EXERCISE INSTRUCTIONS: Copy the records below word for word, keeping every line as it stands.
##### ITEMS
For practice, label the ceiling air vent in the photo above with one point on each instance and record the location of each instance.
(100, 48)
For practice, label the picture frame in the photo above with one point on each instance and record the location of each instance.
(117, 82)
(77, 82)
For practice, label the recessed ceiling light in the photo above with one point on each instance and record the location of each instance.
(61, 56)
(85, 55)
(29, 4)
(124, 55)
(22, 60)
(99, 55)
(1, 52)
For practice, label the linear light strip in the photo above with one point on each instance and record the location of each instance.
##########
FINISHED EXERCISE:
For practice, label the ceiling air vent in the photo above with one point on each instance and record the location of each instance.
(100, 48)
For practice, label the picture frame in the photo above with one point on each instance and record the location of each instance.
(117, 82)
(77, 82)
For practice, label the recessed ceiling light in the photo above with one point on each instance and record the location of each instance.
(61, 56)
(85, 55)
(29, 4)
(124, 55)
(22, 60)
(99, 55)
(1, 52)
For practice, label the linear light strip in the photo above with one point on each instance and record the location of each instance.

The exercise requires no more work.